* start EXTRACTED DATA *

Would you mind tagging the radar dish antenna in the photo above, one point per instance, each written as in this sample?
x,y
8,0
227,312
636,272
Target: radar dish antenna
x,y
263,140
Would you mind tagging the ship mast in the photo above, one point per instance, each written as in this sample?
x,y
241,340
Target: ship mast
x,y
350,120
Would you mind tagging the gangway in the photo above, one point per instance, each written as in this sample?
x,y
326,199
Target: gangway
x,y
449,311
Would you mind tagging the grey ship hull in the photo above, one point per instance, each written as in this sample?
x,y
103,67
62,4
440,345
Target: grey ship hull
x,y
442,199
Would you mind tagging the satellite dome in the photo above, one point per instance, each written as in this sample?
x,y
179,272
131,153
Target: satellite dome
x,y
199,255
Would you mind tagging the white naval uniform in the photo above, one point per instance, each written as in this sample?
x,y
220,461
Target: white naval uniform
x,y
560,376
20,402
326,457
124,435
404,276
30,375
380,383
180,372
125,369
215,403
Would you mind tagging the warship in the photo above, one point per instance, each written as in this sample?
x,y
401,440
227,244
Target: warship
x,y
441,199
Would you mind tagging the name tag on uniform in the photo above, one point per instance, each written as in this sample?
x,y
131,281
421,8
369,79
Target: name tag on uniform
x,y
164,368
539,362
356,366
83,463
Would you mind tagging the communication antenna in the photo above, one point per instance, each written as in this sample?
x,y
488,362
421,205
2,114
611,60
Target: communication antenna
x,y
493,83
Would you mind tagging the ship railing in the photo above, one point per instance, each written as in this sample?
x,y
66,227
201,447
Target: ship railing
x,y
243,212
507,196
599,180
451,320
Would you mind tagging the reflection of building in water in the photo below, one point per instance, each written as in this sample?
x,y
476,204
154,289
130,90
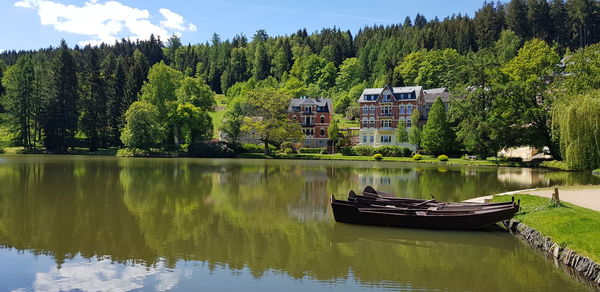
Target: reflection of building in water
x,y
312,202
385,181
522,176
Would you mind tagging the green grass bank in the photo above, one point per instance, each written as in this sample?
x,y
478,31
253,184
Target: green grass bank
x,y
568,225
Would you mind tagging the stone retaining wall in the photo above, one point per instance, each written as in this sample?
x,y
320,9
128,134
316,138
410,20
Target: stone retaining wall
x,y
584,266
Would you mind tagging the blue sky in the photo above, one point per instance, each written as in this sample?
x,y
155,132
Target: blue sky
x,y
32,24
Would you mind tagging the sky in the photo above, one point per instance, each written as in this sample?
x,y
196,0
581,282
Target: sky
x,y
34,24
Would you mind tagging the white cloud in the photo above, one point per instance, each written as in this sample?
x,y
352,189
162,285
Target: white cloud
x,y
105,275
106,21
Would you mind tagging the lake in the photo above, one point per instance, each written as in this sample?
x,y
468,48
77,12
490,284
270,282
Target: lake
x,y
83,223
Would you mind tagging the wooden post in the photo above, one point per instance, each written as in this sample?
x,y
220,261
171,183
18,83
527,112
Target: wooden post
x,y
555,197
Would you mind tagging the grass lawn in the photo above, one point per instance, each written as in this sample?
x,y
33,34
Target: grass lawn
x,y
569,225
426,159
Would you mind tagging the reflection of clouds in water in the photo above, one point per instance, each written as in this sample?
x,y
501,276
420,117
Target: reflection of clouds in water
x,y
104,275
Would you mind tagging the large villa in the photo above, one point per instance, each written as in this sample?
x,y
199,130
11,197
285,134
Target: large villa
x,y
381,109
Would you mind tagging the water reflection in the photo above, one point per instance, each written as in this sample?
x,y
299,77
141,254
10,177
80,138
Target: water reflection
x,y
266,219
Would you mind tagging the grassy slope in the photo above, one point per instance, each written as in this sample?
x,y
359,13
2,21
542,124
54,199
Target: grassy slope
x,y
572,226
426,159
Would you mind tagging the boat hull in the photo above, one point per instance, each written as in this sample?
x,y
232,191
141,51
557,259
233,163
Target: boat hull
x,y
346,212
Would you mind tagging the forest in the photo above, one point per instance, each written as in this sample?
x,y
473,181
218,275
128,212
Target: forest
x,y
513,69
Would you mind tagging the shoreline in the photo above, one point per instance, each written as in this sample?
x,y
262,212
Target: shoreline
x,y
301,156
583,268
586,270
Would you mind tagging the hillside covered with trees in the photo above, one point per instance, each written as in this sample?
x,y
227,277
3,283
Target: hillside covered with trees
x,y
512,64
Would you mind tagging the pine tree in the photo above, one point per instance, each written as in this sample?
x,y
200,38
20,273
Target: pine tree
x,y
19,99
260,66
517,19
414,134
437,137
61,122
137,73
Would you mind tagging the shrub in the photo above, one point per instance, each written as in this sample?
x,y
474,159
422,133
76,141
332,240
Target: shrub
x,y
252,148
555,164
288,145
210,149
133,152
514,159
364,150
255,148
347,151
310,150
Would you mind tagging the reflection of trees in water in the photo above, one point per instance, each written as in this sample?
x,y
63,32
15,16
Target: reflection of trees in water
x,y
246,215
66,207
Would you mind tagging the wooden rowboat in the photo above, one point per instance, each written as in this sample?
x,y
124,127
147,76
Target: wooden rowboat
x,y
461,216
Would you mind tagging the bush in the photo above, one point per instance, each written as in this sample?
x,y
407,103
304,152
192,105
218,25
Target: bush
x,y
555,164
210,149
364,150
310,150
288,145
514,159
133,152
347,151
252,148
255,148
393,151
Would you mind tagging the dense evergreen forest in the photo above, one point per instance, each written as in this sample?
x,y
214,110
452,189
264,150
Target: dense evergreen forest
x,y
506,60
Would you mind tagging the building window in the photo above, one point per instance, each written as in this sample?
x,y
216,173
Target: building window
x,y
386,110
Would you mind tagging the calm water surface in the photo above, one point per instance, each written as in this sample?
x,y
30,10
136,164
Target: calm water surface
x,y
93,224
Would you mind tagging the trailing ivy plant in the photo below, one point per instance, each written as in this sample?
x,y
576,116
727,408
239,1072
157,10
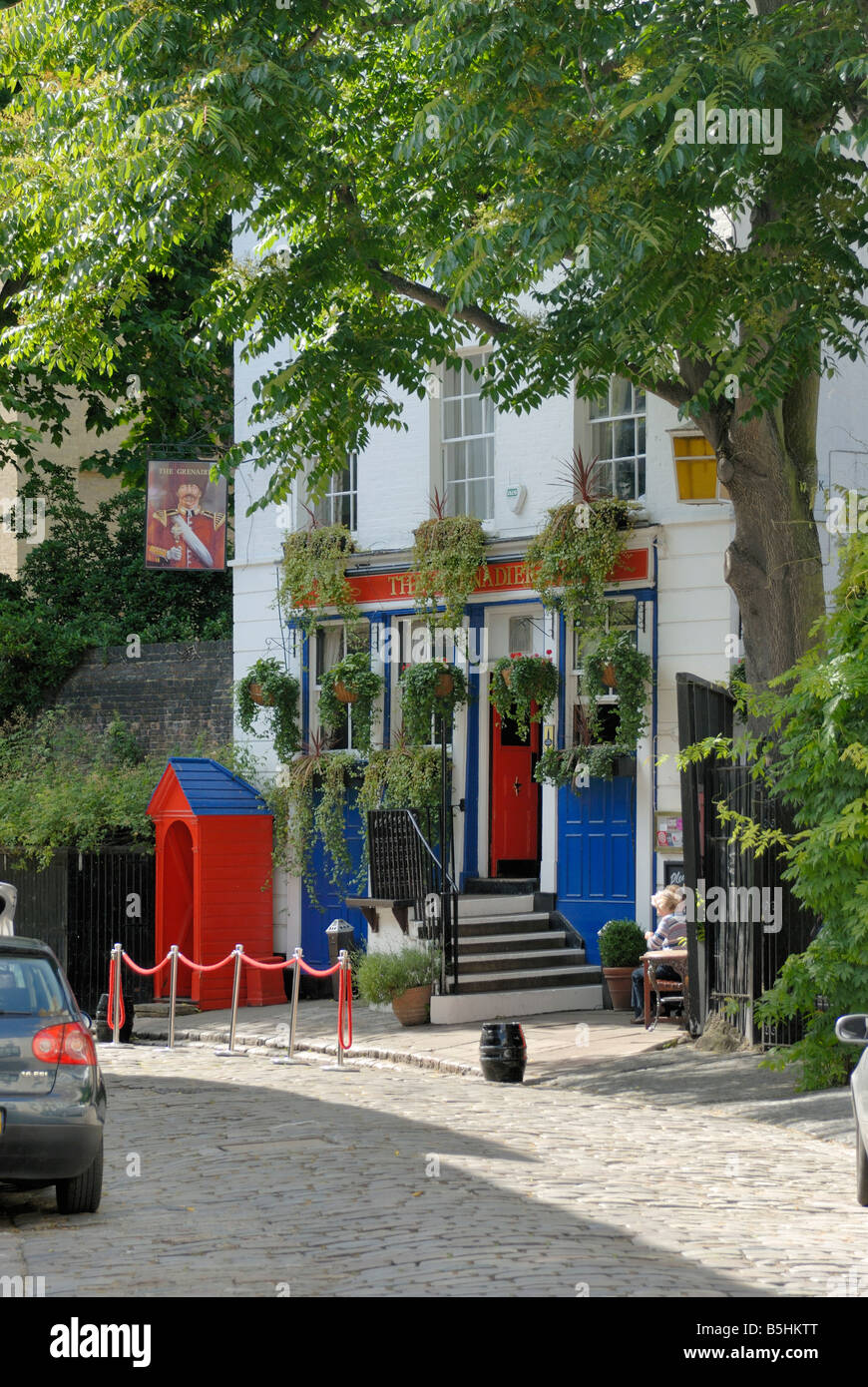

* end EXTRACTED DATA *

Copy out all of the lines above word for word, leaving out the pictures.

* THE RESULT
Would you mind tagging the radar dish antenna in the photo above, one point per instance, each written as in this sample?
x,y
8,0
227,312
636,272
Target: radar dish antenna
x,y
263,140
Would you mind tagging the ship mast in the photo above, one point per instance, each written as in this sample?
x,y
241,340
Target: ship mast
x,y
350,120
Would you mind tagging the gangway in the photo above, one point per instance, each written as in this sample?
x,y
326,199
Target: gangway
x,y
449,311
Would you mind tagging the grey ship hull in the photo above, one point per instance, each written as in this sample?
x,y
103,67
62,4
440,345
Target: grey ship hull
x,y
442,199
Would you mind tagging the satellite dome in the photo above, one point per instance, each written as in this sample?
x,y
179,272
131,153
Target: satellite dome
x,y
199,255
Would you mind tagging the white naval uniform in the photo above, one point per instance, each written as in this sample?
x,y
220,461
Target: white naval uniform
x,y
560,376
20,402
326,457
124,435
404,276
30,375
380,383
180,372
125,369
215,403
Would you mind tagging the warship in the photo above, one point per instance, each written as in this sample?
x,y
401,440
227,244
Target: warship
x,y
441,199
Would you mind tagging the name tag on uniform in the photo above, one point per instance, each written as in this sample?
x,y
131,281
421,8
369,79
Target: name tag on uniform
x,y
164,368
539,362
356,366
83,463
Would you mind tagging the communication antenna in the photo above, one point per instance, each written as in this sample?
x,y
488,362
421,205
2,114
611,60
Target: communication antenna
x,y
493,83
Would you mind tagging the ship railing in the photo above, one point per instance, each written as in this sample?
x,y
66,227
201,447
Target: ship railing
x,y
243,212
507,196
599,180
451,320
Would you mind tagging the reflection of building in water in the photo below, one point per instance, each written as in this sample?
x,y
476,204
154,289
130,90
Target: reflection of building in water
x,y
312,202
385,181
522,176
Would you mind tagging the green grass bank in the photo above, one point per instance, each written as in this sample?
x,y
478,31
253,184
Target: green grass bank
x,y
568,225
Would you mind tagging the stone retaining wall in the photo above, one point per instance, each written as in this sample?
x,y
320,9
128,134
316,138
410,20
Target: stone retaining wall
x,y
584,266
Would you mind tagging the blue sky in the photo above, one point per instance, each written as in this sample?
x,y
155,132
Target: blue sky
x,y
32,24
Would you mind tagging the sky in the photo above, one point per instance, each written as in this sample?
x,y
196,0
581,282
Target: sky
x,y
34,24
Would you mind tagging the white cloud in the photo above, one point per instance, each written as in this sample?
x,y
352,189
162,285
Target: white cloud
x,y
105,275
106,21
Would you mind tagging the lake in the photo above, one point per instance, each written as in this sample?
x,y
468,48
77,12
490,284
270,282
Target: lake
x,y
83,223
Would you mind tagging the wooden post in the photo above, one point per instance, each written as in this sample?
x,y
220,261
171,183
18,83
527,112
Target: wooden post
x,y
555,197
Would you mind tagging the grass lawn in the photo above, one point per instance, each written as in this sample?
x,y
33,34
Target: grass lawn
x,y
569,225
426,159
Would you mind tagging the reflection of clouds in water in the photo above, one point per instance, each written as in this sample?
x,y
501,276
420,117
Target: reflection of clouds in water
x,y
104,275
Would you mind tagging the large villa in the photo above, one point per instance, each written as in this sample?
x,y
199,130
11,197
285,134
Target: large villa
x,y
381,109
Would you mind tagging the water reflection in the photo above, one point per instance, each written as in this sample?
x,y
299,77
141,254
10,177
80,138
Target: water reflection
x,y
266,219
Would you mind tagging the grassy slope in the photo above, one point per instance, each written as in this sample?
x,y
359,13
2,21
542,124
54,199
Target: grassy slope
x,y
572,226
426,159
Would you mind tagging the boat hull in the photo above, one point per instance, each written as in this sample?
x,y
232,191
141,51
557,259
233,163
Target: boat hull
x,y
346,212
Would you mind tagging the forest in the photo above, one point per instance, each written as in this sample?
x,y
473,181
218,275
128,212
Target: forest
x,y
513,69
Would you mind tagging the shoreline in the photo above, one point per instance, each written as in this sample?
x,y
262,212
Target: shoreline
x,y
301,156
583,268
586,270
Would you mind tagging the hillside covered with trees in the photo above, one point per instance, each written as in this sample?
x,y
227,277
3,283
Target: hillside covered with trees
x,y
512,64
Would you mind tagging the pine tree in the photo above, one point per instance, each written as in this sample?
x,y
200,38
20,273
Target: pine tree
x,y
19,99
260,66
517,19
414,134
437,137
61,122
137,73
Would you mind tagging the shrub in the photo above, one point per instance, each written as in this sample?
x,y
474,159
422,133
76,141
332,240
Target: shrub
x,y
252,148
555,164
288,145
210,149
133,152
514,159
364,150
255,148
347,151
310,150
Would you mind tagging the reflection of trees in water in the photo above, one point per instance, each written as in this sample?
x,y
63,32
15,16
Target: reflection of trees in water
x,y
246,215
66,207
Would you mind tagging the wooden rowboat in the photo above, one point per instance, each written as in this sample?
x,y
124,127
147,76
Target: wooden rowboat
x,y
461,216
Would you mind tagging the bush in the photo above, one point per instance, each written as in this sample?
x,y
407,103
304,152
192,105
218,25
Target: bush
x,y
555,164
210,149
364,150
310,150
288,145
514,159
133,152
347,151
252,148
255,148
393,151
Would you mind tagging the dense evergreen forest in the photo above, one point per instance, each written as in this sample?
x,y
214,110
452,189
264,150
Target: dense evergreen forest
x,y
506,60
Would you mind tagging the building window in the photo above, one point per instance, each written as in this sample?
x,y
216,173
Target: building window
x,y
386,110
Would you mind tagging the calm water surface in the photo above, one point per instance, each written as in this sample?
x,y
30,10
136,164
Target: calm water surface
x,y
93,224
Would you mind tagging the trailing ivy plant in the photo below, one point per instance, each written as in this sample?
x,y
576,116
727,408
239,1072
157,10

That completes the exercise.